Problem statement. Copy every line of the records that includes the word "after".

(Collected data)
○ ○ ○

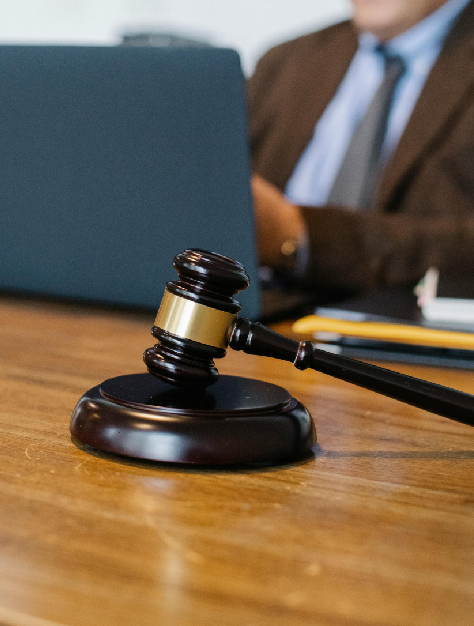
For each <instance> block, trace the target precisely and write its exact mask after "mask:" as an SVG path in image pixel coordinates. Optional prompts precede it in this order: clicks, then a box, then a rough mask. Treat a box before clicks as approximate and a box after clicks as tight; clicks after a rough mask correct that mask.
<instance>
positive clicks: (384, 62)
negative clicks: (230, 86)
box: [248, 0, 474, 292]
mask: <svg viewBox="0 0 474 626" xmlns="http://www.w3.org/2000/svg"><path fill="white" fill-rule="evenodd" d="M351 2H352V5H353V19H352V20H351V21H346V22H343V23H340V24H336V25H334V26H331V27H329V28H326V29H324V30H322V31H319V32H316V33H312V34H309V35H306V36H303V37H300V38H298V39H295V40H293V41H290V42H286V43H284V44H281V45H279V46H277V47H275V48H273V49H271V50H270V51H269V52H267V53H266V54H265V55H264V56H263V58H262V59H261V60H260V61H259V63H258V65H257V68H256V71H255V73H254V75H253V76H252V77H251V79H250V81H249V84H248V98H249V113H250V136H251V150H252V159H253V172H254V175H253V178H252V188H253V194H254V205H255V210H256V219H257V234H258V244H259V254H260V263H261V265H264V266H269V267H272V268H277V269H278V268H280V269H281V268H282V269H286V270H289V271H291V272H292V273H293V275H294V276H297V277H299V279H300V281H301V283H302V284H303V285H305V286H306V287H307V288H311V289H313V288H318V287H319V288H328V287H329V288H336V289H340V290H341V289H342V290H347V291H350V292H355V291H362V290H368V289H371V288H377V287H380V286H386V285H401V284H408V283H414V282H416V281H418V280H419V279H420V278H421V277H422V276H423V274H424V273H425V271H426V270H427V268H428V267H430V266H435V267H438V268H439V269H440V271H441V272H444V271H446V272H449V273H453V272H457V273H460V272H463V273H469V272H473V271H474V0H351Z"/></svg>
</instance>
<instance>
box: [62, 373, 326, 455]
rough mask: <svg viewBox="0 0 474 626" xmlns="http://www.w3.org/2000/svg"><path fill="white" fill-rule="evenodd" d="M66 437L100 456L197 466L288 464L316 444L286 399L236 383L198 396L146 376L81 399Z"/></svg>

○ ○ ○

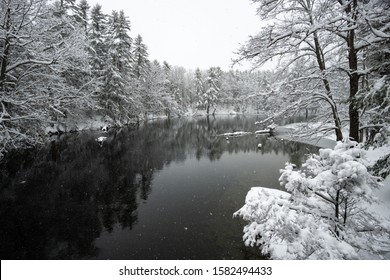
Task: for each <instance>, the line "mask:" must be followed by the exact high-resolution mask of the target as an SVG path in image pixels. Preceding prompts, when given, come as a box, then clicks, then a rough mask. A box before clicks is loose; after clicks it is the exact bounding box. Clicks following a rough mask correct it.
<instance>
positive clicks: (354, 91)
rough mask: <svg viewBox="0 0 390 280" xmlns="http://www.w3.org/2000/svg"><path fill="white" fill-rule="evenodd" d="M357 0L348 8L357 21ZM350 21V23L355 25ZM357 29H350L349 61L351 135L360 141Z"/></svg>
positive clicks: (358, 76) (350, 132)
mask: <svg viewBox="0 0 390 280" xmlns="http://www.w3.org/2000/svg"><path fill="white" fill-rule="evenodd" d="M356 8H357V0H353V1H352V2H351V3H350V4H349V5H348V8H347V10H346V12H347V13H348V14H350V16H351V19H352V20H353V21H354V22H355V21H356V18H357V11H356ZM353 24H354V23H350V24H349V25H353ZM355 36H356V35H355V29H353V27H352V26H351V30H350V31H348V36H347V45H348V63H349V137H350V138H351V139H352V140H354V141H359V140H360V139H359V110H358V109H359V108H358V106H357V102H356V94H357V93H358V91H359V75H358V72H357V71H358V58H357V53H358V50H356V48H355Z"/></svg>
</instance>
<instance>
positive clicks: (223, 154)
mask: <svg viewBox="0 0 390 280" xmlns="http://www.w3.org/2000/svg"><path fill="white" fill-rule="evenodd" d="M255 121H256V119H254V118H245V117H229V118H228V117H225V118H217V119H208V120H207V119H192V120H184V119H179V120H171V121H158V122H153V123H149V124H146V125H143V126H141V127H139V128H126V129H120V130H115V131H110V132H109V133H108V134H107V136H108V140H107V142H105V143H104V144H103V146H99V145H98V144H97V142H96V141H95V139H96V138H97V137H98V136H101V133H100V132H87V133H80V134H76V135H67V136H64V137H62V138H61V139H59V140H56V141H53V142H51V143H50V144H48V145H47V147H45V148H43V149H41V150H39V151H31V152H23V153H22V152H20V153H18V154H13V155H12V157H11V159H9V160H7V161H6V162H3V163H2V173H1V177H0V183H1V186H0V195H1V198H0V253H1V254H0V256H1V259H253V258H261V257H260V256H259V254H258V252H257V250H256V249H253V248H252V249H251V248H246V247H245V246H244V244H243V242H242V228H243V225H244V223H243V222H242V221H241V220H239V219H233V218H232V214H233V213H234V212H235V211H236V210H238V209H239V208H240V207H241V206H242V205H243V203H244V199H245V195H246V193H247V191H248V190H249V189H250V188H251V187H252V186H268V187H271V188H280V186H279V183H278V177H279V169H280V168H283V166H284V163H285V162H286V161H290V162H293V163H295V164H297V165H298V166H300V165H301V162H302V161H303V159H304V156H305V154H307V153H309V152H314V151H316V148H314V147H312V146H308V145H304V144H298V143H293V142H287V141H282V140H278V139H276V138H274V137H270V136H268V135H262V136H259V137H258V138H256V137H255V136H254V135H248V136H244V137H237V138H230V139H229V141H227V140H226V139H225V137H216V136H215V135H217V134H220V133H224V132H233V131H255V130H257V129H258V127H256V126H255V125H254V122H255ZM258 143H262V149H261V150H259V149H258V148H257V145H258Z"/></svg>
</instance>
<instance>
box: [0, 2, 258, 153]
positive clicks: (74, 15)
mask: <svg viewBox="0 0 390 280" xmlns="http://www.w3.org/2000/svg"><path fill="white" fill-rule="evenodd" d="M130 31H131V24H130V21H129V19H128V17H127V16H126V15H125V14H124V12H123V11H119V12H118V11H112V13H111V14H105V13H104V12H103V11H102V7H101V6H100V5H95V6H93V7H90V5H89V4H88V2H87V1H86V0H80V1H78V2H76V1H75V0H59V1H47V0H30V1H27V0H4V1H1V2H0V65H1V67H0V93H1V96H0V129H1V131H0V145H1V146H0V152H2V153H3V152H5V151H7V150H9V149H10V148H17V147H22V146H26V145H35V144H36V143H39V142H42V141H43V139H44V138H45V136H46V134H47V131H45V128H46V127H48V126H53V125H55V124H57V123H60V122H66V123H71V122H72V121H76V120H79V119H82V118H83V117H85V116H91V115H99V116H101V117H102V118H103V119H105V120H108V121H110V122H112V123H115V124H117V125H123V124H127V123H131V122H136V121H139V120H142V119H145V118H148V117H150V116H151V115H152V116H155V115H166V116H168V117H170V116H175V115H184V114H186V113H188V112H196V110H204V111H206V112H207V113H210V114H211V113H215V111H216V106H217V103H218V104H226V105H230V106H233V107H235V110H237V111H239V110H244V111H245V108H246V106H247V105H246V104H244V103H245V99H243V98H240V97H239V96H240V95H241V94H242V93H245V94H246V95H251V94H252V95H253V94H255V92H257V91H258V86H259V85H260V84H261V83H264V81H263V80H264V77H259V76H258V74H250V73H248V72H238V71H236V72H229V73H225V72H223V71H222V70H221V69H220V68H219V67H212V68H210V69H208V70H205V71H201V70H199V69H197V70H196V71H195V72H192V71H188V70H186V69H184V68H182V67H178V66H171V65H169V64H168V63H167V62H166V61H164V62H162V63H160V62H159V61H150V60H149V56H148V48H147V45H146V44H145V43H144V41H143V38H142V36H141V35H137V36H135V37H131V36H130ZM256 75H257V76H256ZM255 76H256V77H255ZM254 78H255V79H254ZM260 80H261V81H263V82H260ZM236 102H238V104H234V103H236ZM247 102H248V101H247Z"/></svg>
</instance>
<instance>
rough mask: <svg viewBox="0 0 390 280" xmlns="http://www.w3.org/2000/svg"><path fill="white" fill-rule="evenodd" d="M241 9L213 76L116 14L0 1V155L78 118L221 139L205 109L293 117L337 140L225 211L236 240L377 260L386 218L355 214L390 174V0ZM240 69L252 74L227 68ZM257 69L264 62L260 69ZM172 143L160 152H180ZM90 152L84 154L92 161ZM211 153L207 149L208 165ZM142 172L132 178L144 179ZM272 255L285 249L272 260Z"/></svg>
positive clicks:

○ ○ ○

Expected output.
For each <instance> block, trace the target precisely and write its exact mask after "mask:" as an SVG path in image pixel coordinates. Optional prompts precede it in this order: clicks, then a box, then a rough mask. Treat a box before clicks as approximate and a box after clicks as tight; clicks after a rough mask correct that mask.
Task: for each <instance>, the line "mask:" must be followed by the exact high-resolution mask of the target as an SVG path in image pixels. Preceding prompts, when given, come as a box, then clicks, then a rough mask. A box before clicks is loose; after clicks it is the exact bounding box. Clicks following a rough mask correct it.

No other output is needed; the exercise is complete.